→ **Supplied information**:
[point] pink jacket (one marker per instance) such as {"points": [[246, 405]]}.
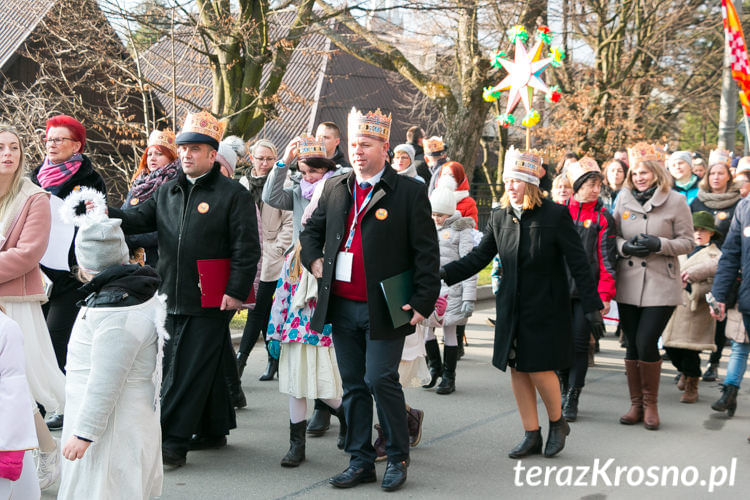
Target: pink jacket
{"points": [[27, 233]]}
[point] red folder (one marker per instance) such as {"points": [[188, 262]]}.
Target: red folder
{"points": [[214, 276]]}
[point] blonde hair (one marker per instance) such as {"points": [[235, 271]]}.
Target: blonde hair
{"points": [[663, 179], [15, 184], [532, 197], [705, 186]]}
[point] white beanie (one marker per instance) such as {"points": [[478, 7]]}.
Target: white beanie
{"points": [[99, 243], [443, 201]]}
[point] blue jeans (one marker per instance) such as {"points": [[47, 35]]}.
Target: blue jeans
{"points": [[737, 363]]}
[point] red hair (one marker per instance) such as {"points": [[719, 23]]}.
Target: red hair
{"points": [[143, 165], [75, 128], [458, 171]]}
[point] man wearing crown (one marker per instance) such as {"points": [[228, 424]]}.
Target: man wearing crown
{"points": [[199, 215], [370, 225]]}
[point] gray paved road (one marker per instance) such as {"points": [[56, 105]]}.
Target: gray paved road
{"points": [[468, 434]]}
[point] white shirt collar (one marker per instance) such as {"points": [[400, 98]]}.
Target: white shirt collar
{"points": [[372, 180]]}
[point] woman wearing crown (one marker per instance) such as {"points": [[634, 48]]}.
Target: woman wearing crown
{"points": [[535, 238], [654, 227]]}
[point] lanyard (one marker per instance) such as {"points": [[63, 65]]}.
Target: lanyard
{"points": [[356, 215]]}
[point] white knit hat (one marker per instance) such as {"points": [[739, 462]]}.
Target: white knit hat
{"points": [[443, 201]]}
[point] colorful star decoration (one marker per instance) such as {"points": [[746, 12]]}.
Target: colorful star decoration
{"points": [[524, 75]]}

→ **Activity**: Return the listing above word for word. Keep the images out.

→ **Completed exercise**:
[point] pink jacket (one marker per instance) such as {"points": [[246, 405]]}.
Target: pink jacket
{"points": [[27, 233]]}
[point] red folder (one marker per instance) such as {"points": [[188, 262]]}.
Target: red folder
{"points": [[214, 276]]}
[point] blonde hair (one marker per instance) such as {"points": [[235, 271]]}.
Target: blonde hair
{"points": [[663, 179], [15, 184], [532, 197], [705, 186]]}
[point] white beanie (one marker per instance) such as {"points": [[478, 7]]}.
Target: white beanie
{"points": [[99, 243], [443, 201]]}
[point] blue jeans (one marker per instance) such as {"points": [[47, 35]]}.
Target: blue jeans
{"points": [[737, 363]]}
[point] red hair (one marker per instance) such as {"points": [[719, 23]]}.
Target: red hair
{"points": [[143, 165], [75, 128], [458, 171]]}
[point] man wearing crown (one marker per instance) such as {"points": [[228, 424]]}.
Target: man wearing crown
{"points": [[199, 215], [370, 225]]}
[point] gray paved road (one marker per instance) such as {"points": [[56, 105]]}.
Target: gray paved road
{"points": [[468, 434]]}
[point] white shirt collar (one marker per instance) such as {"points": [[400, 98]]}.
Target: white shirt collar
{"points": [[372, 180]]}
[point] woman wearing crown (one marker per instance) such as {"points": [[634, 48]]}.
Target: woman wearing crown
{"points": [[535, 238], [654, 227]]}
[point] lanyard (one marker per instance) such as {"points": [[63, 65]]}.
Target: lanyard
{"points": [[356, 215]]}
[point] white knit hat (one marker per instance) such as {"points": [[739, 462]]}.
Target: white knit hat
{"points": [[443, 201]]}
[point] colorful star decoration (one marker per instance) such as {"points": [[746, 12]]}.
Target: colorful star decoration
{"points": [[524, 75]]}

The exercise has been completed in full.